[Raw records]
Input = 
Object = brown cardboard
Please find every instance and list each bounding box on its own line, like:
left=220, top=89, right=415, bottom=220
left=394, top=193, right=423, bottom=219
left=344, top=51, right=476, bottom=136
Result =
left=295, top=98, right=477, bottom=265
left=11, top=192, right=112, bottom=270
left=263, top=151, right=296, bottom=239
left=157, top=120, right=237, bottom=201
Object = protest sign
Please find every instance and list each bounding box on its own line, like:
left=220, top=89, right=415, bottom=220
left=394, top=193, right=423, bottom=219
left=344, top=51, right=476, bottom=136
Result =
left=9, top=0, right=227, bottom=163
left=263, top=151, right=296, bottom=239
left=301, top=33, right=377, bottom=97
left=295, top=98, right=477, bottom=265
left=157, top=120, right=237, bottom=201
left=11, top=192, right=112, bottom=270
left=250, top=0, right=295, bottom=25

==

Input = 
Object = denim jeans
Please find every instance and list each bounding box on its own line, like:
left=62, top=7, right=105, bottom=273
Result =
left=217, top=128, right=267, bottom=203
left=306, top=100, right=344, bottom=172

---

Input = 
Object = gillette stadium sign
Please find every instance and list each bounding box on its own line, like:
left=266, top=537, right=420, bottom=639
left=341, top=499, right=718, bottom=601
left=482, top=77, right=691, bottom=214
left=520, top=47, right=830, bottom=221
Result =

▸ **TASK STATEMENT**
Recast the records from the line with "Object = protest sign" up to and including the line with "left=9, top=0, right=227, bottom=163" as a two-column CSV with the headers prompt_text and result_text. Put one record per row, with each field in double quotes and line breaks replaced by spaces.

▸ **OUTPUT FOR THIS TASK**
prompt_text,result_text
"Object = protest sign Please find every instance and list each bounding box on its own line, like: left=220, top=89, right=415, bottom=220 left=394, top=193, right=423, bottom=219 left=344, top=51, right=476, bottom=136 Result =","left=9, top=0, right=227, bottom=163"